#### PROBLEMS AND TASKS:
(1) Using the court ruling below, decide whether each statement agrees with it, answering yes or no and quoting the exact words that settle it: (a) A resolution signed by two judges cut Cruz's fees to 10%. (b) Cruz filed his petition for certiorari on December 23, 1960. (c) The present petition for mandamus, prohibition and certiorari was filed on April 3, 1961.
(2) Retype the part of the court ruling below that falls between "Before this motion" and "entitled to 50%.", inclusive.

#### ARTICLE

Before this motion could be resolved, Cruz filed another motion dated September 12, 1960, questioning the jurisdiction of the trial judge to modify the agreement between him and his clients.

On September 20, 1960, the court en banc issued a resolution, signed by two judges, reducing Cruz’s fees to only 10%. On September 26, 1960, one judge filed his own resolution (decision) fixing the attorney’s fees at 30%. On November 17, two other judges signed dissenting opinion reiterating that Atty. Cruz was entitled to 50%.

In view of this divergence of opinion among the five judges of the court, Gualberto Cruz filed on November 29, 1960 a motion for reconsideration of the resolution, alleging that Atty. Rafael rendered professional services in CIR Case No. 802-V not for the individual claimants but for the union of which they were members, and as a member of the law firm Cid, Villaluz & Rafael which had a retainer contract with said union, 4 that the law firm of Cid, Villaluz & Rafael "abandoned" claimant’s case in December, 1954; that the supposed manifestation of claimants-employees dated December 20, 1956, re- employing Atty. Rafael was filed actually on February 28, 1957 after the court’s decision on the merits ordering the employees’ re- instatement with back wages was promulgated on February 23, 1957. In the meantime, or on December 7, 1960, Cruz filed a petition for certiorari in this Court, 5 premised among others on the same allegation that Atty. Rafael not being a lawyer for the individual claimants but for the union, should not have been awarded attorney’s fees from the amount recoverable by the said claimants; and that the Industrial Court has no jurisdiction to reduce the attorney’s fees due him under the contract of services with the claimants in the absence of a showing that said contract was not entered into voluntarily and that the amount agreed upon is champertous. By resolution of this Court of December 23, 1960, this petition was dismissed for being factual and for lack of merit. However, upon a motion for reconsideration filed by petitioner Cruz, this Court on February 8, 1961 in effect reconsidered its former resolution by dismissing the petition upon another ground, viz, "there being a motion for reconsideration pending in the Court of Industrial Relations which has not yet been resolved."

On February 10, 1961, pursuant to this resolution of the Supreme Court, Cruz filed with the Court of Industrial Relations another petition to resolve the motion for reconsideration. As the said motion remained unacted upon, Cruz filed on April 3, 1961, the present petition for mandamus, prohibition and certiorari, seeking to compel the respondent Court of Industrial Relations to resolve his motion for reconsideration (of the resolution of the court supposedly en banc) as well as his other motion of September 12, 1960; and to restrain execution of the same resolution insofar as the award of attorney’s fees to Attys. Rafael and Flores was concerned.

In their answer in the present case, respondents tried to justify the Industrial Court’s inaction on the various pleadings filed by petitioner Cruz, specifically the motion for reconsideration dated November 29, 1960, by contending that under Commonwealth Act 103, as amended, only a decision or award or order of the trial judge shall be subject to reconsideration by the court en banc; that under Section 7 of the same Act, the court may "refrain from hearing further or from determining the dispute or part thereof, where it is trivial or where further proceedings by the Court are not necessary or desirable" ; and that in view of petitioner’s failure to appeal therefrom in due time, such resolution became final 10 days thereafter.

########
#### MATERIAL PROVIDED

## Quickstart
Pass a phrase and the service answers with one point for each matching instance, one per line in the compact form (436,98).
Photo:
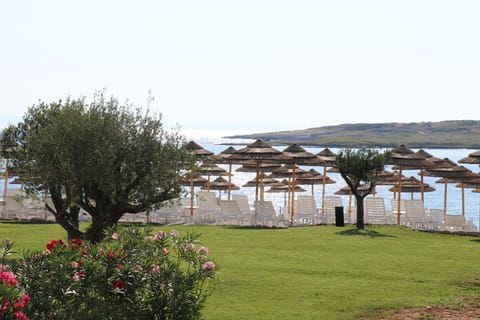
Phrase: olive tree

########

#### RESULTS FOR THE EXERCISE:
(1)
(a) Yes: "the court en banc issued a resolution, signed by two judges, reducing Cruz’s fees to only 10%"
(b) No: "on December 7, 1960, Cruz filed a petition for certiorari in this Court"
(c) Yes: "Cruz filed on April 3, 1961, the present petition for mandamus, prohibition and certiorari"

(2)
Before this motion could be resolved, Cruz filed another motion dated September 12, 1960, questioning the jurisdiction of the trial judge to modify the agreement between him and his clients.

On September 20, 1960, the court en banc issued a resolution, signed by two judges, reducing Cruz’s fees to only 10%. On September 26, 1960, one judge filed his own resolution (decision) fixing the attorney’s fees at 30%. On November 17, two other judges signed dissenting opinion reiterating that Atty. Cruz was entitled to 50%.